(Region pointing data)
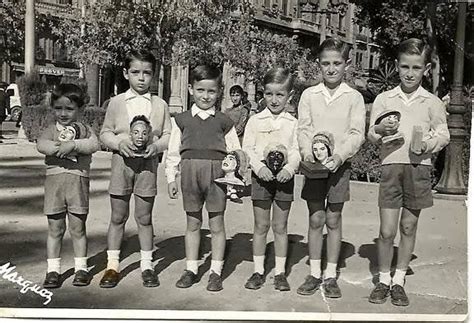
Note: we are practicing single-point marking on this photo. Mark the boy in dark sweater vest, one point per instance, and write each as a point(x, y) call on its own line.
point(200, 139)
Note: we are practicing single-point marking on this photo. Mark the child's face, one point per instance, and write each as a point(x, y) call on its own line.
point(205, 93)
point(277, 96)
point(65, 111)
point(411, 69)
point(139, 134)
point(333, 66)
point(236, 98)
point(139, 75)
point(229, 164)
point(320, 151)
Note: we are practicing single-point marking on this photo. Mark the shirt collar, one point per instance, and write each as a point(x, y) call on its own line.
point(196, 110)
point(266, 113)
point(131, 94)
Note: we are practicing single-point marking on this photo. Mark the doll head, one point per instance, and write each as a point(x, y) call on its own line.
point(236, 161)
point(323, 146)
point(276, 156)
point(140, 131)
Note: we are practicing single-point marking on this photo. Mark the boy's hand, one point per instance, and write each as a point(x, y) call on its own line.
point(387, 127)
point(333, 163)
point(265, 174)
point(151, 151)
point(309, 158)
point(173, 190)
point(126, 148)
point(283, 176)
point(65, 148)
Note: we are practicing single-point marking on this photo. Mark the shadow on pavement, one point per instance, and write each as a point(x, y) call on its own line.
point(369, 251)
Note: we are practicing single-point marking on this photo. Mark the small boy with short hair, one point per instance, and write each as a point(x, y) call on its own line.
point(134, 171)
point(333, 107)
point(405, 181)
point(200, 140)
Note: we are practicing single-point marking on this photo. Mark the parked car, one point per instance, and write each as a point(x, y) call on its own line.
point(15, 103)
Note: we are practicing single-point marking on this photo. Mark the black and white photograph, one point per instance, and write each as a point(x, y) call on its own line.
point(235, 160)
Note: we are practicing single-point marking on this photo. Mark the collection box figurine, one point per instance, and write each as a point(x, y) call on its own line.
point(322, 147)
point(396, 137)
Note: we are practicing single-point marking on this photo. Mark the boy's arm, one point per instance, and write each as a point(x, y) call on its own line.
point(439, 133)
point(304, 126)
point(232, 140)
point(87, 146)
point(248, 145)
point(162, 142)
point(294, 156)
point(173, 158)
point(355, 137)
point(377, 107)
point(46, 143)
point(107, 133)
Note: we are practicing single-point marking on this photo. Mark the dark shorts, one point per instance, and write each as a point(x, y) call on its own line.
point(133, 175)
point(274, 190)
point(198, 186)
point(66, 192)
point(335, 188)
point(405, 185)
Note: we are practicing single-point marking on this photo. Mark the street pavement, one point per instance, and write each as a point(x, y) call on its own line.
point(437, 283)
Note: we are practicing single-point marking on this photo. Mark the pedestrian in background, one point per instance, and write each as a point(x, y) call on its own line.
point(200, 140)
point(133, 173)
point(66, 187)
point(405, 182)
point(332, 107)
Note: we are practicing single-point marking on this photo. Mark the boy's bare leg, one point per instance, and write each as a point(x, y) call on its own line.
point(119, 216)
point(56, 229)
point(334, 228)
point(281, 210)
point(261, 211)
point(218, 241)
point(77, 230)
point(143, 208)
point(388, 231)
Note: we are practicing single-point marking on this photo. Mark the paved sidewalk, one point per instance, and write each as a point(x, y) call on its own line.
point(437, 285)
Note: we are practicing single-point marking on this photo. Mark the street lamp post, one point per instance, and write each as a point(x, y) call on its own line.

...

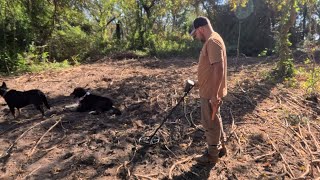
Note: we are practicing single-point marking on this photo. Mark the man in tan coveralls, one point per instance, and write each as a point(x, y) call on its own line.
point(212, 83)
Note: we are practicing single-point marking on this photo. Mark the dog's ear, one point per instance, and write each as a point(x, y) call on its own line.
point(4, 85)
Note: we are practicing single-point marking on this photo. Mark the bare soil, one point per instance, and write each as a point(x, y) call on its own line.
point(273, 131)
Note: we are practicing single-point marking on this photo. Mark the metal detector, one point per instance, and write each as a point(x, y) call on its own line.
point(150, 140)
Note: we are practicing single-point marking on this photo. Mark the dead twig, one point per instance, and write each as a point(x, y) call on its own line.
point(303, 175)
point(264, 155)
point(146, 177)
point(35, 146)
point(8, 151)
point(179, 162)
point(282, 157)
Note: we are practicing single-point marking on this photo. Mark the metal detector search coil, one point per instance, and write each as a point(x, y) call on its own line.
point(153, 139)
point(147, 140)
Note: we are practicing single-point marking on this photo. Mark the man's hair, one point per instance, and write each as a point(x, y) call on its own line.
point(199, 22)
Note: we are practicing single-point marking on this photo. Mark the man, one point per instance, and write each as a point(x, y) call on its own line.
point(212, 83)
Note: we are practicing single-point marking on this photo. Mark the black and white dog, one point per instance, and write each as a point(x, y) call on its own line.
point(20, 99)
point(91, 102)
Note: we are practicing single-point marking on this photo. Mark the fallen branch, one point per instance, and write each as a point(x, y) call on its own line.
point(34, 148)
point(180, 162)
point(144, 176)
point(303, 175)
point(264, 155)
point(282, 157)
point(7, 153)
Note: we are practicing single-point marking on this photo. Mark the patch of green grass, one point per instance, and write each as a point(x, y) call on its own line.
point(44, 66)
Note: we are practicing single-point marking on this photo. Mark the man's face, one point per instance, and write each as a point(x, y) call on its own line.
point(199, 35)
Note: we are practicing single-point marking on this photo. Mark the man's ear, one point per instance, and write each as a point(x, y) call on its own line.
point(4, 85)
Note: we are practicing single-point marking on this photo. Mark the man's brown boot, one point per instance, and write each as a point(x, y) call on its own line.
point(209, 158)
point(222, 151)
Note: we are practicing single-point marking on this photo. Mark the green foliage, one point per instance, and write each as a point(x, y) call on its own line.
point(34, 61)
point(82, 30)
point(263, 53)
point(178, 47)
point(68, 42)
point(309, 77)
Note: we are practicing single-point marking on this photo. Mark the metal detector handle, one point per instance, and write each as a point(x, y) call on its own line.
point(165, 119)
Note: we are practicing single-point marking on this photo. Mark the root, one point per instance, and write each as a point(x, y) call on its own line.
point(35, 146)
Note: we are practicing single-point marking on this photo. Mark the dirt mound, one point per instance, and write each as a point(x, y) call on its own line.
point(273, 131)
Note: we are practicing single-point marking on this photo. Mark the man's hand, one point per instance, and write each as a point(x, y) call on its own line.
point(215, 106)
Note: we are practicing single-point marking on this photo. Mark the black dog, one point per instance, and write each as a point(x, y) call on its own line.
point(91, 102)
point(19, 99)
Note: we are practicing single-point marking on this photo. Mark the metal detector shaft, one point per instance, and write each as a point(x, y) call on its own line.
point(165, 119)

• _WHAT YOU NEED TO DO_:
Could you return exactly the lines above from the line with "street pavement, one" to the line with "the street lamp", both included, and nothing else?

• _TASK RESULT_:
Note: we are practicing single-point marking on this photo. Mark the street pavement, one point per instance, and write each as a point(x, y) call on its own line.
point(437, 283)
Note: we are practicing single-point marking on this photo. Mark the pedestrian in background, one point per instance, and write each as a point(x, y) call on its own line.
point(200, 140)
point(133, 173)
point(66, 187)
point(405, 182)
point(332, 107)
Note: we are practicing single-point marking on this photo. Mark the boy's bare leg, one point per instance, and write each as a point(x, y) call on its own line.
point(119, 216)
point(56, 229)
point(334, 228)
point(281, 210)
point(261, 211)
point(218, 241)
point(77, 230)
point(143, 208)
point(388, 231)
Note: we are practicing single-point marking on this photo. Mark the paved sidewalk, one point per instance, and write each as a point(x, y) call on its own line.
point(437, 285)
Note: we are practicing single-point marking on this photo. Mark the street lamp post, one point per instance, and write each as a point(x, y) call on its own line.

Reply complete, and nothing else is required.